• _PROBLEM TO SOLVE_
Please rewrite the data below as a numbered list, leaving out any blank lines.

• _MATERIAL TO PROCESS_
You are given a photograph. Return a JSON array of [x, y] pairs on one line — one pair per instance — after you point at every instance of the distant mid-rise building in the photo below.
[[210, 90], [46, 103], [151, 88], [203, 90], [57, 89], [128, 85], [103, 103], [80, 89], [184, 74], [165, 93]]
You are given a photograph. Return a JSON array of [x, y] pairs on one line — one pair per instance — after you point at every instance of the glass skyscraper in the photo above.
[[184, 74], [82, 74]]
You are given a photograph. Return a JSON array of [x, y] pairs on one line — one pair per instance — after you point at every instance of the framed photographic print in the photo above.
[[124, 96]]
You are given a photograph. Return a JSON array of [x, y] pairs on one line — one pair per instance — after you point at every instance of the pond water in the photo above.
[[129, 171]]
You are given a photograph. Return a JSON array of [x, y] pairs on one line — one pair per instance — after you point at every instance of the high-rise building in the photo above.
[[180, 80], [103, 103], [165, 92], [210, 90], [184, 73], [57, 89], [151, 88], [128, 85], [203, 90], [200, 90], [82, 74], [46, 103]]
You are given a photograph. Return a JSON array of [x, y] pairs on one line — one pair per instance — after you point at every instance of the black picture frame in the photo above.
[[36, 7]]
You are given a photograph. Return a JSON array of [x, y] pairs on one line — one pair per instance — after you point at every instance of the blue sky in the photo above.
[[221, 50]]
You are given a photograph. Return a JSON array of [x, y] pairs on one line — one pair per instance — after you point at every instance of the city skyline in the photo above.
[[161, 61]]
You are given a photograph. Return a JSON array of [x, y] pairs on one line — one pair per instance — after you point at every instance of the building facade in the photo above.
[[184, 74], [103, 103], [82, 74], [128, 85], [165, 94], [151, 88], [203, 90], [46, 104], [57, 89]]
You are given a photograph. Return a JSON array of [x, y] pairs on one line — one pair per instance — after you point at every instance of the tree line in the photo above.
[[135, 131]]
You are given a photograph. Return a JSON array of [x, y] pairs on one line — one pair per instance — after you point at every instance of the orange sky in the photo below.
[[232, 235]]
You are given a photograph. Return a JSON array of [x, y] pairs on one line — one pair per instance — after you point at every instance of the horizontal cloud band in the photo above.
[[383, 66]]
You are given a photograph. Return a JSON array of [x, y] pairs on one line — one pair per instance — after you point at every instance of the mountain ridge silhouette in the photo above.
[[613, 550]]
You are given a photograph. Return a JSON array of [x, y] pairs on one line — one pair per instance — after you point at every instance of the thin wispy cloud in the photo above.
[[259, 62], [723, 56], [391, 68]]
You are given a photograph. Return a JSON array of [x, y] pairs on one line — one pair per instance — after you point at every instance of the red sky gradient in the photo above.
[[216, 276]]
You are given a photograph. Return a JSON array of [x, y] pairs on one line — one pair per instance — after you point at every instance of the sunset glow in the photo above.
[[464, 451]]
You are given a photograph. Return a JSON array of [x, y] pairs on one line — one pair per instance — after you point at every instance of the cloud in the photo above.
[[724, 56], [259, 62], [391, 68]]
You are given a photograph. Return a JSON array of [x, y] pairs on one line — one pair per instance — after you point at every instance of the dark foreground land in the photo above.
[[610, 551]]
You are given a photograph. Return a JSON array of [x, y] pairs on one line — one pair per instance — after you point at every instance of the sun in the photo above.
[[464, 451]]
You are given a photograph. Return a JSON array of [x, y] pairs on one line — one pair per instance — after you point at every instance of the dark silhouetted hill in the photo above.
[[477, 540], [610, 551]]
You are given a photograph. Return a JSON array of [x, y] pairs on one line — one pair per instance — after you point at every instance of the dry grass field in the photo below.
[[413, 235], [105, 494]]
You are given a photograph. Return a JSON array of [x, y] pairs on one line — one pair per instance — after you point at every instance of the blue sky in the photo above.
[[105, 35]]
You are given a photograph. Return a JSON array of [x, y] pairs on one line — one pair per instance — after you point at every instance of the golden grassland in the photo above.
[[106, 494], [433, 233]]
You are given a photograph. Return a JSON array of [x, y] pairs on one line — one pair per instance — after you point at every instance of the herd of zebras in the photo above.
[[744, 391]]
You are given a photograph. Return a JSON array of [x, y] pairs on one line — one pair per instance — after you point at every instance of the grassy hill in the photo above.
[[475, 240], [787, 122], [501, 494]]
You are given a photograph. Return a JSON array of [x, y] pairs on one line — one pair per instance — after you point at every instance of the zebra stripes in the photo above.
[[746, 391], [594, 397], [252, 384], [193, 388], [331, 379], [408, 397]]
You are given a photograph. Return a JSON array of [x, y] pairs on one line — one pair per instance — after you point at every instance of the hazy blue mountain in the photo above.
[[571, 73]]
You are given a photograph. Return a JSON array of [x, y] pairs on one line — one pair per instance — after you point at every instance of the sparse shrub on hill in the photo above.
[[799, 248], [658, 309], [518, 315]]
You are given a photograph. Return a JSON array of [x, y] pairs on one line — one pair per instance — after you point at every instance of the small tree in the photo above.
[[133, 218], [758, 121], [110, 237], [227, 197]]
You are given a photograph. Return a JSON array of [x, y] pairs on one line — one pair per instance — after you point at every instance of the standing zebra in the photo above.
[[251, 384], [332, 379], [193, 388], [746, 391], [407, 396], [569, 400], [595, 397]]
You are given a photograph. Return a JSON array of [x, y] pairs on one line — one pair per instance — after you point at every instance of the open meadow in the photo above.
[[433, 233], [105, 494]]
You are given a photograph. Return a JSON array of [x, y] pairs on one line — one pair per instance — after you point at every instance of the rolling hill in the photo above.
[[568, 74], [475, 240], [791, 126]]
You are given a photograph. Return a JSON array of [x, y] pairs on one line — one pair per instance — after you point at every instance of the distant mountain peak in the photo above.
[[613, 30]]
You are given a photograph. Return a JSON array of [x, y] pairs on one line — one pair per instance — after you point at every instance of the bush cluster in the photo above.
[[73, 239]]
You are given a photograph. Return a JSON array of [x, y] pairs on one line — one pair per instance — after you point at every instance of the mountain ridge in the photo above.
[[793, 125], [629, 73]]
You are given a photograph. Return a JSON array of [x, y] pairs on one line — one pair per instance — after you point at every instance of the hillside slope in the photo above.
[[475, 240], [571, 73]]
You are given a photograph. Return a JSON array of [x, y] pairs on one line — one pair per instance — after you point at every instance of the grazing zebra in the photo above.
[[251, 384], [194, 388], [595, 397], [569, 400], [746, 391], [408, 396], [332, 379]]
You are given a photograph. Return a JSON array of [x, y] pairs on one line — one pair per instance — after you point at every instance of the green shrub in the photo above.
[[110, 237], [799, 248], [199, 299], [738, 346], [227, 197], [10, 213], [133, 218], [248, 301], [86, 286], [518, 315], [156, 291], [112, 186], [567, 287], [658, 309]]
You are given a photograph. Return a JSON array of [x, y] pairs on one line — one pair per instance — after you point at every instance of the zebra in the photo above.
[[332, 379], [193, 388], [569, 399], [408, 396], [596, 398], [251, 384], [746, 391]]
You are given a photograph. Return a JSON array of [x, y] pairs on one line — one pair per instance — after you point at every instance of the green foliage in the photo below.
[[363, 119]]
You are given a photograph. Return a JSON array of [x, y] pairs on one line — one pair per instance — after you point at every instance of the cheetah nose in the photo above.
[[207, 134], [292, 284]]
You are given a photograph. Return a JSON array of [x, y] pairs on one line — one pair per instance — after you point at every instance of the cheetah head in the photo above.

• _REPLY_
1. You are given a photograph. Return a JSON array of [x, y] pairs on one line — one pair per instance — after you point at every instance of the distant mid-rise building in the photo below.
2. [[210, 90], [46, 103], [151, 88], [203, 90], [57, 89], [128, 85], [103, 103], [80, 89], [184, 74], [165, 93]]
3. You are given a photograph. Return a JSON array of [x, y] pairs on one line — one pair per instance — after you point at every instance of the glass skyscraper in the photo above.
4. [[184, 74], [82, 74]]
5. You are given a photograph. Return a JSON array of [x, y] pairs on one line — one pair per instance — after you point at every instance of the framed photographic print in the photo above.
6. [[124, 96]]
7. You are given a photograph. Return a JSON array of [x, y] pairs on one line — one pair per instance — after you point at every instance of the pond water in the photo above.
8. [[129, 171]]
9. You are given a photograph. Return a JSON array of [x, y] pairs on one line — one pair per instance — after you point at every instance of the high-rise building in the photo above.
10. [[180, 80], [103, 103], [165, 92], [210, 90], [184, 73], [57, 89], [151, 88], [128, 85], [203, 90], [200, 90], [82, 74], [46, 103]]
11. You are given a photograph. Return a JSON array of [x, y] pairs on one line — one pair per instance — after you point at every instance of the black picture frame in the photo above.
12. [[36, 7]]
13. You are given a photograph. Return a JSON array of [x, y] pairs on one line — one pair per instance — after you point at every instance of the blue sky in the photo above.
14. [[221, 50]]
15. You are given a photograph. Return a JSON array of [x, y] pairs on one line — one pair per instance — after you point at every instance of the city skyline in the photo above.
16. [[161, 61]]
17. You are given a photograph. Return a JSON array of [x, y] pairs on one line — one pair per instance — after you point at every instance of the building facade in the photo above.
18. [[184, 74], [103, 103], [82, 74], [128, 85], [165, 94], [151, 88], [203, 90], [46, 104], [57, 89]]
19. You are given a photograph. Return a JSON array of [x, y] pairs on one line — one pair per instance — after you point at every instance of the tree line in the photo above.
20. [[135, 131]]
21. You are given a photograph. Return a JSON array of [x, y] pairs on one line — one pair per instance — after you point at every instance of the orange sky in the photo below.
22. [[232, 235]]
23. You are given a photograph. Return a JSON array of [x, y] pairs on one line — one pair per instance — after you point at every instance of the horizontal cloud band in the photo above.
24. [[383, 66]]
25. You are given a photograph. Return a JSON array of [x, y] pairs on one line — one pair per instance — after you point at every instance of the mountain ridge silhouette in the photo above.
26. [[613, 550]]
27. You are given a photograph. Return a JSON array of [x, y] pairs on one line — one pair per instance — after you point at every instance of the thin wispy cloud in the photo above.
28. [[259, 62], [723, 56], [391, 68]]
29. You are given a photograph. Return a JSON array of [x, y] pairs on one line — one pair per instance — after you point at every instance of the red sky gradient in the photo above.
30. [[216, 276]]
31. You are given a photograph. Return a JSON array of [x, y] pairs on one line — one pair per instance — after you point at every instance of the sunset glow in the photo above.
32. [[464, 451]]
33. You are given a photograph. Return a JSON array of [x, y] pairs on one line — one pair per instance — after you point at every instance of the cloud in the photo above.
34. [[724, 56], [259, 62], [391, 68]]
35. You are given a photograph. Return a JSON array of [x, y] pairs on one line — one pair per instance — after you point at every instance of the dark foreground land in the photo above.
36. [[610, 551]]
37. You are given a photograph. Return a JSON array of [x, y] pairs on one line — one pair per instance — after you point at every instance of the sun in the photo above.
38. [[464, 451]]
39. You are given a photograph. Return a JSON array of [x, y] pairs on one line — one pair per instance — after you point at every instance of the dark silhouetted hill in the photo above.
40. [[477, 540], [610, 551]]
41. You are given a photograph. Return a JSON array of [x, y] pairs on one line — one pair per instance — after you point at every instance of the dry grass field in the photo below.
42. [[413, 235], [105, 494]]
43. You are given a photograph. Return a JSON array of [x, y] pairs on one line — one pair per instance — after you point at every instance of the blue sky in the photo above.
44. [[105, 35]]
45. You are given a photograph. Return a JSON array of [x, y] pairs on one line — one pair per instance — after you point at every instance of the golden grassland in the photo above.
46. [[106, 494], [433, 233]]
47. You are given a photograph. Return a JSON array of [x, y] pairs on one line — one pair per instance — after you point at every instance of the herd of zebras in the photo above.
48. [[744, 391]]
49. You are given a photograph. Return a JSON array of [x, y] pairs on one line — one pair per instance — after you point at every instance of the grassy hill in the photo above.
50. [[475, 240], [787, 122], [501, 494]]
51. You are given a photograph. Return a JSON array of [x, y] pairs on one line — one pair per instance — after you point at every instance of the zebra stripes in the photo above.
52. [[746, 391], [594, 397], [252, 384], [193, 388], [331, 379], [408, 397]]
53. You are given a photograph. Return a JSON array of [x, y] pairs on one line — one pair per instance — after you point at every instance of the hazy blue mountain in the photo above.
54. [[571, 73]]
55. You are given a photograph. Return a JSON array of [x, y] pairs on one line — one pair per instance — after you point at every instance of the sparse shrub on hill in the photo above.
56. [[799, 248], [658, 309], [518, 315]]
57. You are given a photograph. Return a JSON array of [x, y] pairs on one line — one pair per instance — after you point at every instance of the small tree in the photo above.
58. [[133, 218], [758, 121], [110, 237], [227, 197]]
59. You are given a photograph. Return a JSON array of [x, y] pairs on one line — one pair per instance — after you point at every instance of the standing zebra in the photo above.
60. [[251, 384], [332, 379], [193, 388], [746, 391], [407, 396], [569, 400], [595, 397]]
61. You are given a photograph. Return a JSON array of [x, y] pairs on one line — one pair per instance — after you point at every instance of the open meadow in the photo above.
62. [[433, 233], [105, 494]]
63. You are given a photograph. Return a JSON array of [x, y] pairs on one line — one pair per instance — after you point at every instance of the rolling hill in the photo above.
64. [[568, 74], [475, 240], [791, 126]]
65. You are given a photograph. Return a JSON array of [x, y] pairs on one line — one pair per instance — after you point at every instance of the distant mountain peak in the photo above.
66. [[613, 30]]
67. You are given a photograph. Return a JSON array of [x, y] pairs on one line — one pair per instance — after you point at every instance of the bush cluster in the photo above.
68. [[73, 239]]
69. You are given a photograph. Return a JSON array of [x, y] pairs on one line — one pair per instance — after you point at every instance of the mountain ridge in the photo above.
70. [[793, 125], [629, 73]]
71. You are given a photograph. Return a JSON array of [x, y] pairs on one line — one pair per instance — after you point at every instance of the hillside slope in the photo above.
72. [[475, 240], [571, 73]]
73. You are given a photograph. Return a JSON array of [x, y] pairs on one line — one pair per instance — after you point at every instance of the grazing zebra in the photo above.
74. [[251, 384], [194, 388], [595, 397], [569, 400], [746, 391], [408, 396], [332, 379]]
75. You are given a photograph. Return a JSON array of [x, y] pairs on one line — one pair per instance — after you point at every instance of the green shrub in the photo above.
76. [[110, 237], [799, 248], [199, 299], [738, 346], [227, 197], [10, 213], [133, 218], [248, 301], [86, 286], [518, 315], [156, 291], [112, 186], [567, 287], [658, 309]]
77. You are given a photograph. Return a JSON array of [x, y] pairs on one line — one pair per instance — after you point at every instance of the zebra in the photo above.
78. [[332, 379], [193, 388], [569, 399], [408, 396], [596, 398], [251, 384], [746, 391]]
79. You are given a photograph. Return a JSON array of [x, y] pairs on one line — one pair per instance — after you point at every instance of the green foliage in the photo below.
80. [[363, 119]]
81. You are given a photograph. Return a JSON array of [x, y] pairs on one line — one pair per instance — after you point at every instance of the cheetah nose in the photo above.
82. [[207, 134], [292, 284]]
83. You are given a photograph. Return a JSON array of [x, y] pairs on one line — one pair per instance — after you point at every instance of the cheetah head in the photo above.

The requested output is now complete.